■ **EXERCISE**:
Quote all entries in full, exactly.

■ **ENTRIES**:
* START *

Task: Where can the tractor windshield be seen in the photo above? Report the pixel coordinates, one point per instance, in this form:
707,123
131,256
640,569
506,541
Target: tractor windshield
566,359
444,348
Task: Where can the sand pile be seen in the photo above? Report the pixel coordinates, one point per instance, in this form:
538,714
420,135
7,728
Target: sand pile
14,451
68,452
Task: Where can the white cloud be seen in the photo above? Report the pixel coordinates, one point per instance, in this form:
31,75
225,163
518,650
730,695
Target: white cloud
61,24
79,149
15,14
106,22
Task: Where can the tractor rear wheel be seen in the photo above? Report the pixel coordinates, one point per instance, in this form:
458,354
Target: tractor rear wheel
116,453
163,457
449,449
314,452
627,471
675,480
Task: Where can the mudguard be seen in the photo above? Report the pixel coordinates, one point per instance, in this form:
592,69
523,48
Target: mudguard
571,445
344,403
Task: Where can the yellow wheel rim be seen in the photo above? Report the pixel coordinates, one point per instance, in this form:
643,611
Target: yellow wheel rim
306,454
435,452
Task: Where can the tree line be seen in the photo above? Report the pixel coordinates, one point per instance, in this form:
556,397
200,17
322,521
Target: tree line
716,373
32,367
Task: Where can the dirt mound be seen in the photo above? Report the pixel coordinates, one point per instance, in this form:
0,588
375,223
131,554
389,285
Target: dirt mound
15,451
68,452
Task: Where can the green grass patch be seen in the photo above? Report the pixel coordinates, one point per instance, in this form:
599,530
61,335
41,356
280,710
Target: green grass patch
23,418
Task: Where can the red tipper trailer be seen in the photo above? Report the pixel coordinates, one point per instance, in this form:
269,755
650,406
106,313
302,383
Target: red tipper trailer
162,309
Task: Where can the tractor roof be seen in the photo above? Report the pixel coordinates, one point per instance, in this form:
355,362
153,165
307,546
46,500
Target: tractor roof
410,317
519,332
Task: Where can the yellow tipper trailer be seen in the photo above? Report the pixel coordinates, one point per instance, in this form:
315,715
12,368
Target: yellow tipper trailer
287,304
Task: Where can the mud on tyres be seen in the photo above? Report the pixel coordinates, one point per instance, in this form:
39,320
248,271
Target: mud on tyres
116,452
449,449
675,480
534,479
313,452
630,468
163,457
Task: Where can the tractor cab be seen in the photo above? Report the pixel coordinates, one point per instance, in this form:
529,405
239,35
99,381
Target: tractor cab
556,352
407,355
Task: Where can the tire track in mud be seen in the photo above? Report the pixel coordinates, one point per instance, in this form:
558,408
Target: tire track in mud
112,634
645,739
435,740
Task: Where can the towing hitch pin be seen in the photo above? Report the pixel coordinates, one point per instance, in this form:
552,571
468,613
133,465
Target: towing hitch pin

* END *

■ **SOLUTION TO THE PROBLEM**:
Task: Where can the tractor windshield be seen in the photo above? Report the pixel coordinates, one point per instance, in this form:
707,123
131,256
640,569
506,541
Target: tractor windshield
566,359
444,348
Task: Where can the sand pile be seen in the photo above? Report the pixel coordinates, one point per instance, in this form:
538,714
420,135
7,728
Target: sand pile
14,451
68,452
Task: Where can the white cloud be seen in the photo above? Report the pixel coordinates, one point per instance, in this form:
31,75
225,163
518,650
730,695
Target: white cloud
61,24
79,149
15,14
106,22
Task: Where can the tractor rear wheel be seen in the photo above? Report the pixel coordinates, one point per instance, in this form:
458,354
Target: tractor rear wheel
116,453
163,457
449,449
314,452
627,471
675,480
Task: Where can the mudguard be seen in the photo above? Report the pixel coordinates, one point per instance, in this form:
592,69
523,48
Target: mudguard
571,445
344,403
Task: Where can the yellow wheel rim be seen in the photo above? Report the pixel coordinates, one point per instance, in this form:
643,611
Target: yellow wheel rim
306,454
435,452
Task: Where can the tree line be seen in the photo above? Report the pixel coordinates, one point per instance, in this form:
556,397
200,17
322,521
Target: tree line
716,373
32,367
Task: Where can the dirt mound be seen in the photo above? Report the pixel coordinates, one point per instance, in this form:
0,588
375,223
131,554
389,285
Target: dirt mound
15,451
68,452
Task: Where can the green grass patch be seen in the photo above? Report the pixel coordinates, one point per instance, in this form:
599,530
61,335
41,356
280,710
Target: green grass patch
23,418
Task: Where can the red tipper trailer be seen in the photo above? Report the pixel coordinates, one point per instance, in this form:
269,755
650,406
106,313
302,383
Target: red tipper trailer
162,309
Task: Where can the tractor roof be seen in the photo above? Report the pixel coordinates, one point per instance, in this form:
355,362
153,165
307,546
46,500
Target: tractor roof
410,317
519,332
Task: Where can the yellow tipper trailer be seen in the photo above? Report the pixel coordinates, one point per instance, in this form:
315,715
12,368
Target: yellow tipper trailer
287,304
Task: Where can the mud on tyres be seen in the photo above? Report the pixel coordinates, one point per instance, in this form:
39,320
248,271
Target: mud on tyres
116,452
449,449
675,480
534,479
313,452
630,468
163,457
Task: Where can the tractor cab be seen in the photo above? Report the pixel coordinates, one point per instance, in this form:
529,405
239,35
99,381
Target: tractor cab
556,352
407,355
Task: Where can the tire track in mud be seen in the photo above? Report the pixel coordinates, one point per instance, in this form:
558,408
Target: tire track in mud
112,634
645,739
435,740
Task: Where can the towing hitch pin be seen in the photo above? Report the pixel coordinates, one point per instance, in this form:
552,571
468,613
133,465
Target: towing hitch pin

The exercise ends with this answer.